= PASSAGE GIVEN =
----

Inside: Tips to prepare your virtual emergency sub plans!

I remember the first time I went to work sick. After waking up later than usual and not being prepared for a substitute, I convinced myself I didn’t feel “that bad,” “other teachers do it,” and “it’ll just be easier.” 

By the time I made it to my classroom, I felt terrible. I took the easy route- I found a movie that loosely related to our current content in the library. Then I sat in the room with the lights off,  counting down the hours until I could go home and sleep. It was an awful day for me and a waste of a learning day for my students.  

I should have gotten a substitute that day, but I wasn’t prepared. In any classroom setting, traditional or virtual, being prepared for a substitute is KEY. If you are ready beforehand, you will feel more confident in leaving your classroom to a substitute, your sub will be prepared to jump right in, and your students won’t miss a beat.  

Today, many teachers are teaching virtually. If you fall into that category, it may be easy to convince yourself, like I did that day, that it is best to just tough it out because you are working from home.  That is simply not true! We know that it is important to take care of ourselves and use our sick days (find out why you need to take your sick days ).

Get ready now! Prepare for a day off by getting your virtual emergency sub plans made!  

Looking to prepare for a virtual snow day? Head over to this post.

What do I need to leave in my virtual emergency sub plans? Start with a sub binder!

Start preparing your virtual emergency sub plans with your sub binder. Create an editable digital sub binder using Google Slides that you can send your substitute. Ask yourself these questions: 

  • What is your schedule? Is your whole day synchronous, or are parts of your day asynchronous? 
  • How do transitions work on your platform?
  • Do you allow students to chat with one another during class? 
  • Should students’ cameras be on or off? Do you have on-camera rules?
  • When should students’ microphones be muted? How can your sub mute a microphone?
  • Who are the teachers and staff your substitute can reach out to if there is a problem? How can your sub contact them? 
  • Do you have breakout groups? How do those work?

Be detailed in your answers. You want your substitute to be confident in knowing how to run your virtual or 1:1 classroom.

Need a way to get all this info organized? We’ve got you covered with several Google Slides Digital Sub Binder options in fun themes to match your classroom!

In addition to everything in your digital Wife Teacher Mommy Substitute Binder, extra information will be vital to prepare for virtual emergency sub plans.

Step-by-Step Troubleshooting Instructions

Prepare your virtual emergency sub plans with troubleshooting instructions in case things go wrong. Leave them a list of common issues that you or students may run into and how you solve them.

----

= DIRECTIVE 1 =
Answer these questions about the passage on virtual emergency sub plans:
(a) What did the writer find in the library on the day of working sick?
(b) Which tool does the passage recommend for creating an editable digital sub binder?
(c) What should the troubleshooting list left for a substitute include?
= DIRECTIVE 2 =
Decide whether each statement agrees with the passage on virtual emergency sub plans, answering yes or no with supporting words quoted from it:
(a) The writer stayed home the first time of feeling sick.
(b) Being ready for a substitute matters in both traditional and virtual classrooms.
(c) Teachers working from home are advised to keep working through illness.
= DIRECTIVE 3 =
Resume the passage on virtual emergency sub plans after its final sentence and continue writing it.

[Position identification entries]
----

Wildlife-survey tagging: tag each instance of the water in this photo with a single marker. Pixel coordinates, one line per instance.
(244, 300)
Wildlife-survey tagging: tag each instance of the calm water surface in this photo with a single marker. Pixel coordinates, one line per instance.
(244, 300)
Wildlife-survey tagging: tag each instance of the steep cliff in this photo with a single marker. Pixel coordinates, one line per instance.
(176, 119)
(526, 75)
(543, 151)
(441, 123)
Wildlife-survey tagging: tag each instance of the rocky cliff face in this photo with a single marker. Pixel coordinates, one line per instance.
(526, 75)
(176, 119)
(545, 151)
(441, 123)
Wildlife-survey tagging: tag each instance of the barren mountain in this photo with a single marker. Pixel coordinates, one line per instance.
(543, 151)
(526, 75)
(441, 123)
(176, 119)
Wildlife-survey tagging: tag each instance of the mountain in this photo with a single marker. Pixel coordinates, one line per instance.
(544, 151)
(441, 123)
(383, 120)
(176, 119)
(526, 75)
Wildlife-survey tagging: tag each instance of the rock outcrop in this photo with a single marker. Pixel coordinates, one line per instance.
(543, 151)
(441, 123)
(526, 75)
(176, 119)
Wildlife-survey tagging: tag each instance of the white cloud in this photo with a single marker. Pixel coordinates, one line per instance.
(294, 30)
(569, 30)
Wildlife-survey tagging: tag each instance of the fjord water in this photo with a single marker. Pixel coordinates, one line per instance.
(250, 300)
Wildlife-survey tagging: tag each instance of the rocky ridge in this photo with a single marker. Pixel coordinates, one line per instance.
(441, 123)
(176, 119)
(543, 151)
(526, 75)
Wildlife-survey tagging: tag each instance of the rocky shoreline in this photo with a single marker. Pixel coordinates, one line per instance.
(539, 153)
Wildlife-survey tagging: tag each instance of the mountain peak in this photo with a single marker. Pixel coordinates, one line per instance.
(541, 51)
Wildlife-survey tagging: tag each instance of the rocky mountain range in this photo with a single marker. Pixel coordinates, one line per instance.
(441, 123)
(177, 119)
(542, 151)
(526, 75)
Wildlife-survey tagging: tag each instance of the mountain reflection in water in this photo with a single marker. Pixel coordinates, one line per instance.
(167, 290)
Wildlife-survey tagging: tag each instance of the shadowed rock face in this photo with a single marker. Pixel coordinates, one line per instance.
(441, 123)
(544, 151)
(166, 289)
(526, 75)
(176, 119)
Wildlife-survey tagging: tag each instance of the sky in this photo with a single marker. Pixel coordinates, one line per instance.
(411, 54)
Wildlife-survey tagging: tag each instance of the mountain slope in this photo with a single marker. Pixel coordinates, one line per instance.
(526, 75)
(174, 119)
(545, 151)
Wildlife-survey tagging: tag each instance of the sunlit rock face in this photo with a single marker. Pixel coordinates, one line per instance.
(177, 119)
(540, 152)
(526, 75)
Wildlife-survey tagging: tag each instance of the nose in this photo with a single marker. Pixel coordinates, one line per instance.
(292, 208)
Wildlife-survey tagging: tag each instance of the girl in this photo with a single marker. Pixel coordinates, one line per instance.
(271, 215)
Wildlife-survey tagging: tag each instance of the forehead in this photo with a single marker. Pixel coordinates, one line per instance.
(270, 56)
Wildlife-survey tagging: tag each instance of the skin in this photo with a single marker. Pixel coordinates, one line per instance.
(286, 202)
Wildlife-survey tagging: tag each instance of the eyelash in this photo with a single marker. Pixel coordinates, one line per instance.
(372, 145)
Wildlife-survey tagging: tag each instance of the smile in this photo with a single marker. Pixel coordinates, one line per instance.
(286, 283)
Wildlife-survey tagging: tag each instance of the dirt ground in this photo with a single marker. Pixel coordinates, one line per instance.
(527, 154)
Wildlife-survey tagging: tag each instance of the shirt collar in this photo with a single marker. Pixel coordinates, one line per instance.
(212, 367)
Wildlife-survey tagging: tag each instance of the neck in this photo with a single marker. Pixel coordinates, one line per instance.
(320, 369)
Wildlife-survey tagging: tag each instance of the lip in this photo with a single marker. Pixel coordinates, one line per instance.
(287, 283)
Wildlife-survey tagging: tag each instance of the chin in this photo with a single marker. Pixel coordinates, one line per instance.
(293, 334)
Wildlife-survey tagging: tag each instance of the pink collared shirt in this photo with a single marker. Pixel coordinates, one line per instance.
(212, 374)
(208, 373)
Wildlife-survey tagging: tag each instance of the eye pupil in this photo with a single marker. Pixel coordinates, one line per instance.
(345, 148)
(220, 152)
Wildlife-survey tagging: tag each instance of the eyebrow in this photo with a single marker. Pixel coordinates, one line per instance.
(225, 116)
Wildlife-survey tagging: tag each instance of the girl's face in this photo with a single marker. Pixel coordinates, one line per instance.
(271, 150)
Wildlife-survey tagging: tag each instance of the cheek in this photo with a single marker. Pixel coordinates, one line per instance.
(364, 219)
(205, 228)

----

= EXERCISE OUTPUT 1 =
(a) A movie that loosely related to the current content.
(b) Google Slides.
(c) Common issues that the teacher or students may run into and how to solve them.

= EXERCISE OUTPUT 2 =
(a) No: "I remember the first time I went to work sick."
(b) Yes: "In any classroom setting, traditional or virtual, being prepared for a substitute is KEY."
(c) No: "We know that it is important to take care of ourselves and use our sick days"

= EXERCISE OUTPUT 3 =
Make sure to leave the contact information for who to reach out to if things go wrong and the usual troubleshooting steps don’t work.

Website Passwords & Login Instructions

The next thing you should leave in your virtual emergency sub plans to help your virtual substitute is all the necessary (and correct!) login and password information they may need that day.

You should leave not only login info they may need for themselves but also for students because we all have that one student who can never remember for themselves. 😉

In addition to the login info, I suggest assuming that your virtual substitute doesn’t know how to use the websites and online systems that you use (especially if it is a random sub that you don’t know). Leave them detailed instructions, and think of things as simple as how to mute a student’s microphone.

If you want to go a step further, you can take screenshots or videos of the process. Prepare these in advance, like at the beginning of the year, and put the instructions in your virtual sub binder so that they are always ready for you!

Contact Info & Communication Plan

Sometimes the best-laid plans can go awry. In case of a website outage or issue, it is best to have a communication plan in place.

Leave your contact information or better, the information of other teachers or support staff at your school that they can reach out to, in case they have any questions.

Then, tell your sub how to reach out to students and parents in case of such an occasion. It may also be nice to leave a form letter they can send out. 

Write simple, engaging lesson plans

Believe it or not, your sub plans do NOT have to be what you would have taught that day.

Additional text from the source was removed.